● **Problem statement**
List every line in this data where the string "plier" occurs.

● **Materials provided**
***

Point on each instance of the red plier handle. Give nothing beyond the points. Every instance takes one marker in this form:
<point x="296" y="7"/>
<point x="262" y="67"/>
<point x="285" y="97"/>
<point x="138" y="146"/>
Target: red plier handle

***

● **Result for this exercise**
Point on each instance of the red plier handle. Give nothing beyond the points. Every instance takes one marker in this form:
Target: red plier handle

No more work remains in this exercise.